I remember a discussion years ago about the difference the music, partner and surrounding dancers make to dancing. As a leader you can be inspired by all of them. And when they're all inspiration dancing is sooooooooo much easier. Conversely when they're all draining your inspiration or limiting what you can do - argh!
As a woman you probably can't do much about the music or other dancers except be choosy about where and when you dance. So your own ability to inspire is one of your strongest assets.
I gave up dancing tango because of people like Hedgehog - the thought that someone dishonorable enough to write a blog about how to 'deal' with the poor, deluded men who fail to observe their duty to entertain her, the thought that someone I might dance with is secretly such a person, just made it all too nauseating to bear.
It is indeed true that someone like this is highly uninspiring to lead, and of course will then need to go and write a blog that seeks to explain, justify or mask their anger at failing to achieve the type of ephiphany they desire. This is someone unwilling to expose themselves to pain, and so their diatribe becomes an attempt to pretend that they have pain to deal with: oh-so-inattentive or oh-so-incompetent leaders.
The sad truth, that extinguishes every last bit of your trashy measuring and rating, is that if you're horrid, he'll know. Even if he's a beginner or even has social diseases, bad breath, is evil, whatever, he'll still know you're self-absorbed if you are; he'll still know that you consider the men stupid enough to ask you to dance a service, a right, slaves even, and not people. On the up-side, if you're able to experience a dimension beyond that, he'll probably know that too. But you, I'm afraid, hedhehog, are not able to do that. Until you understand that tango like anything else is an excercise in humility and stop thinking like a dissatisfied Sultana, you'll continue not to connect. Having read this, I think every time you've tried to propose a technique for dealing with a leader's lack of focus or musicality, you're actually trying to medicate your inability to be in the present, or possibly the music. To get back into that 'present' you'll have to let go of something. That letting go will hurt - actually hurt. If it puts you on your knees it will perhaps teach you some respect. At the minute it sounds like you're not willing to do that.
And so it will go on, the prating and preening about male egos, the patronising generalities about the poor standard of leader out there. And still they come to you thinking you a princess, unaware that they have such a vicious, resentful and dangerous cocktail on their hands - don't get me wrong, I think most of the men are crap. But they're not judgemental, they're not wicked, and by-and-large they ask you to dance out of love. You dishonour them so badly.

○ ○ ○

## What to work on
Reproduce word for word the part of the tango comment that opens with the words containing "I remember a" and closes with "your strongest assets.". Work only from the tango comment above.

○ ○ ○

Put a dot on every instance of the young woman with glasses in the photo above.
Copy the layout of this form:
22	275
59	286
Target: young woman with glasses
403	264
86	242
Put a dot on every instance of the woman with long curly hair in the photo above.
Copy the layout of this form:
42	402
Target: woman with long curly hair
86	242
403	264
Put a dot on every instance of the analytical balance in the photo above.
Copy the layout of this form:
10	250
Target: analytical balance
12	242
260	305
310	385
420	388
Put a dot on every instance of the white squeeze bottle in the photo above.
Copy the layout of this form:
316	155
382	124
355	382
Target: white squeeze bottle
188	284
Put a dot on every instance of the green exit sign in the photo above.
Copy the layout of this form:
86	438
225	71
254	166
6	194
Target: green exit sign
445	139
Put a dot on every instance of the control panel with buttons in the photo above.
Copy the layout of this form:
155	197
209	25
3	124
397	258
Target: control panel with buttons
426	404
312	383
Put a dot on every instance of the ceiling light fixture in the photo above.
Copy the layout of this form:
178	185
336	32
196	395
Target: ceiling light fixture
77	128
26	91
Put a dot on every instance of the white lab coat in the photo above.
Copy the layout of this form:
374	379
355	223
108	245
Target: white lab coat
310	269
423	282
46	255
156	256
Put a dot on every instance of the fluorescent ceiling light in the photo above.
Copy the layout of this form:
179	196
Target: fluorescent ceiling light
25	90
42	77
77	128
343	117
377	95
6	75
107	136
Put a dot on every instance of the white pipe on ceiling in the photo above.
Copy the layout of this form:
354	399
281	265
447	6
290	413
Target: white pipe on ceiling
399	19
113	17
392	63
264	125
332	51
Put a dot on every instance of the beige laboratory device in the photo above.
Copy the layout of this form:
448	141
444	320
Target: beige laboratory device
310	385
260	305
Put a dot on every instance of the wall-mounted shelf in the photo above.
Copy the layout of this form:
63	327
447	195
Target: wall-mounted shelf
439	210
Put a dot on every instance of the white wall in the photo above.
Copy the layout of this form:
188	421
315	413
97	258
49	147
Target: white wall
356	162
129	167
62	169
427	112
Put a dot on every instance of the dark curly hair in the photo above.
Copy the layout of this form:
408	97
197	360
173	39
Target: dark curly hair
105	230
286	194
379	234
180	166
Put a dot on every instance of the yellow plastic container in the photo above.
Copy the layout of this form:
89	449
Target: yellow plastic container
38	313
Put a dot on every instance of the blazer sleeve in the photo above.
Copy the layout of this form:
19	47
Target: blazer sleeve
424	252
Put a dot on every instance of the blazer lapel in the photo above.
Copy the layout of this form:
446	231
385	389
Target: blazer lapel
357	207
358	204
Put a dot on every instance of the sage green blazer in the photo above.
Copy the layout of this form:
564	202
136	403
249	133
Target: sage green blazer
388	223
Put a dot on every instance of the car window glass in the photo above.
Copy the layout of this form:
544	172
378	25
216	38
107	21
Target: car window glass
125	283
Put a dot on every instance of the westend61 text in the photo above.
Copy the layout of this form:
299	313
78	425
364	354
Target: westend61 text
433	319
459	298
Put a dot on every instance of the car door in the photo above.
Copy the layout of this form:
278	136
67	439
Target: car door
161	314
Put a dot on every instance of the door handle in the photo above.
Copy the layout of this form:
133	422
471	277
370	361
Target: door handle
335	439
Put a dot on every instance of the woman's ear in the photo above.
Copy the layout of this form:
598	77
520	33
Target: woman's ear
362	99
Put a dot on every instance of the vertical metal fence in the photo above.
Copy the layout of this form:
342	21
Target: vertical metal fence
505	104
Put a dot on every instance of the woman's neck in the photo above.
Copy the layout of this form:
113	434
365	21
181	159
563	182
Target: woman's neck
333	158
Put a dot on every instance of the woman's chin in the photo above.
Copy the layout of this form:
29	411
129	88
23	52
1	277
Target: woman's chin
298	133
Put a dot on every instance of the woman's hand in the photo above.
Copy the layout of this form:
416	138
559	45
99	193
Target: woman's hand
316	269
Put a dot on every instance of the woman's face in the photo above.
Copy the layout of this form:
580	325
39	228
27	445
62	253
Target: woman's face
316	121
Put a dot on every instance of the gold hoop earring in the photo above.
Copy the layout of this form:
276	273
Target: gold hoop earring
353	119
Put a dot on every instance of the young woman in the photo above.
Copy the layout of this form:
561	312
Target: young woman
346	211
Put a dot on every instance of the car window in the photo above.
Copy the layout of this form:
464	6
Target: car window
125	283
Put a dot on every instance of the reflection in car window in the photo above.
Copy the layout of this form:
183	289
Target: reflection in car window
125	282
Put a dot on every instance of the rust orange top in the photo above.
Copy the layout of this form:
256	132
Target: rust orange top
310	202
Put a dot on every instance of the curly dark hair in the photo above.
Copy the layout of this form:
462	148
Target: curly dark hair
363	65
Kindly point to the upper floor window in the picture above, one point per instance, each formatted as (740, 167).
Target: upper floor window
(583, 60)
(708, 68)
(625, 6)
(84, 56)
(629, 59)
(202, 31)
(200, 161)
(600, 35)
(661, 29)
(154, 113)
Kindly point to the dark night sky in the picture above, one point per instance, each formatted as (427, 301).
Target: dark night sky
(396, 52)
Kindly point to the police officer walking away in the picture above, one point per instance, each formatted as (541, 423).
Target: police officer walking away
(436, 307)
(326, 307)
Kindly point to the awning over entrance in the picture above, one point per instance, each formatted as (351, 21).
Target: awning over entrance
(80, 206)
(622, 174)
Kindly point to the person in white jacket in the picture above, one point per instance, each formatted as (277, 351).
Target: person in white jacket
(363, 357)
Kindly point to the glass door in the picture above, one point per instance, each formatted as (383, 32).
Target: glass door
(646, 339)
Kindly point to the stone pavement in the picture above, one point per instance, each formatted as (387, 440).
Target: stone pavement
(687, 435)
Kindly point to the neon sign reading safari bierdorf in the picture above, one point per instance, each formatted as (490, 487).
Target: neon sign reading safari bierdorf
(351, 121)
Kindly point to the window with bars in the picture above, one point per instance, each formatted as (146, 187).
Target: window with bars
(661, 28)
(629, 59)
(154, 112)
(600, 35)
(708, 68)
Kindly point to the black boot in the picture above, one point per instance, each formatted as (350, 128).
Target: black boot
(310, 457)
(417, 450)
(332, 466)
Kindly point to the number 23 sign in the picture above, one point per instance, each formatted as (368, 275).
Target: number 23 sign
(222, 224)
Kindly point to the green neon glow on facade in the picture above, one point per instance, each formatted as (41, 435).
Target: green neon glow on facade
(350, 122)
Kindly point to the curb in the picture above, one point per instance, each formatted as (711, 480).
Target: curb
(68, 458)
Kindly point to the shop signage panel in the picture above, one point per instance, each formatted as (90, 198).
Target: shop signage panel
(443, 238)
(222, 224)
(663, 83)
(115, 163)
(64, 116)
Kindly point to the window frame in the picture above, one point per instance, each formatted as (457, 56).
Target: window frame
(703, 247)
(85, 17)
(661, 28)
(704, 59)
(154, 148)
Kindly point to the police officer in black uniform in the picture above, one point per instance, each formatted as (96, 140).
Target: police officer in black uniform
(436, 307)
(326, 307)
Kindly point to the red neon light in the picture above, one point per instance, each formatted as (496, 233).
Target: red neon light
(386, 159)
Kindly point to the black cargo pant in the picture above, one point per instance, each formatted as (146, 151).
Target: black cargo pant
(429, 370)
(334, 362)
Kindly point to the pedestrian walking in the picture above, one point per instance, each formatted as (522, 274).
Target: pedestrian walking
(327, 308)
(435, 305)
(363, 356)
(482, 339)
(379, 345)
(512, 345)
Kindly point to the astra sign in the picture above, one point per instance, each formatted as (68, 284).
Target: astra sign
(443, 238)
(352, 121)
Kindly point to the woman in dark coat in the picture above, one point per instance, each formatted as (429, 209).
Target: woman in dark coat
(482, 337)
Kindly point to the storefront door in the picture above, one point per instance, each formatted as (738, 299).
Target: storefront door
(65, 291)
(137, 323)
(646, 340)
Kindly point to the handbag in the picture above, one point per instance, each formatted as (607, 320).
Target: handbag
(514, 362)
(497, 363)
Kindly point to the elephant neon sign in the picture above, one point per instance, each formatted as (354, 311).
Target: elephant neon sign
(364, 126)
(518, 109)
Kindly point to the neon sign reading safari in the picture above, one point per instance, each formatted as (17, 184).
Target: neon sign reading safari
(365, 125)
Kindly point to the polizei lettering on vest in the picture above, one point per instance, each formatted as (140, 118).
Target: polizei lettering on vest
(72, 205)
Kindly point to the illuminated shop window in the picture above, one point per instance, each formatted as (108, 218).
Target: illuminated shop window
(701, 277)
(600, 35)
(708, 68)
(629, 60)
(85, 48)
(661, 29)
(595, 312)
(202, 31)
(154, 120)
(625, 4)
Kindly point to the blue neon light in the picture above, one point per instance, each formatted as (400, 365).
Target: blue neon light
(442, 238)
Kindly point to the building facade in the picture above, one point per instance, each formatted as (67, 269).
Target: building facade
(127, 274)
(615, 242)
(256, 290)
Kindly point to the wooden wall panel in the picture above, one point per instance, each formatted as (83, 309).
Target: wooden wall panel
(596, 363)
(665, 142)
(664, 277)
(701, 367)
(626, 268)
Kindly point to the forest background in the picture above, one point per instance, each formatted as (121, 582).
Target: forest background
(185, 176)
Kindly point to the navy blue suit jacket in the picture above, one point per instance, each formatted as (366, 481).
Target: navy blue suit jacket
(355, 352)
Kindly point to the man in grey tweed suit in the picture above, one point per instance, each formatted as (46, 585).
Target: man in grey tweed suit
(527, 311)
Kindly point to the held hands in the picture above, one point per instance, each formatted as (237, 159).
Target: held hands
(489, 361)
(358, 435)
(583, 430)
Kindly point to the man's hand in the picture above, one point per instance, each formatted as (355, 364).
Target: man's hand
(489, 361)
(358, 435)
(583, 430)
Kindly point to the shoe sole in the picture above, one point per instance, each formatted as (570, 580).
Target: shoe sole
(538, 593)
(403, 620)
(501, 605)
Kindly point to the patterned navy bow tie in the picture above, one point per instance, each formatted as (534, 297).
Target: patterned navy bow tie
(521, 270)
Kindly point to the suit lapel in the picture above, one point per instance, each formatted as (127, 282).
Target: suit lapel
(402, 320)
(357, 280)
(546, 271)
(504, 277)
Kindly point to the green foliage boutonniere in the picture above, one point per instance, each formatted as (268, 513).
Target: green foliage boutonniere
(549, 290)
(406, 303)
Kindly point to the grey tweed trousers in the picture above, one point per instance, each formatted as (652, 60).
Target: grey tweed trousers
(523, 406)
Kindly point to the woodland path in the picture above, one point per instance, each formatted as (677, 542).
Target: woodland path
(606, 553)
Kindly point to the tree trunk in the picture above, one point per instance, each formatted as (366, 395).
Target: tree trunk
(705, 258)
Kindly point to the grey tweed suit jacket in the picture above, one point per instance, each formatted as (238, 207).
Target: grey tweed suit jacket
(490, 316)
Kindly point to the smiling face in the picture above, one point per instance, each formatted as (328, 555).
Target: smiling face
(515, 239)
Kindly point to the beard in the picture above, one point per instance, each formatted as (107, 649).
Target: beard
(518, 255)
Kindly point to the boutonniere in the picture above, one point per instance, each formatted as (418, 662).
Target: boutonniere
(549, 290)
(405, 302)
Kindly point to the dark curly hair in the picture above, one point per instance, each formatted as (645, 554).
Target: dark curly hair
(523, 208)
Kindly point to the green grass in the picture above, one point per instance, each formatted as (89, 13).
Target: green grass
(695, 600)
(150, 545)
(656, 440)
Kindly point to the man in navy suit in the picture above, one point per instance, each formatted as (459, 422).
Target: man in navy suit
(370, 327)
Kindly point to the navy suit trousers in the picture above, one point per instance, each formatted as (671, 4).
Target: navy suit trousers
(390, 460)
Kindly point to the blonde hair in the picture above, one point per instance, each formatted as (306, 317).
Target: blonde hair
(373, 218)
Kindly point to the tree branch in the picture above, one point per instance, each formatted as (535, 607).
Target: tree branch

○ ○ ○

## Response
I remember a discussion years ago about the difference the music, partner and surrounding dancers make to dancing. As a leader you can be inspired by all of them. And when they're all inspiration dancing is sooooooooo much easier. Conversely when they're all draining your inspiration or limiting what you can do - argh!
As a woman you probably can't do much about the music or other dancers except be choosy about where and when you dance. So your own ability to inspire is one of your strongest assets.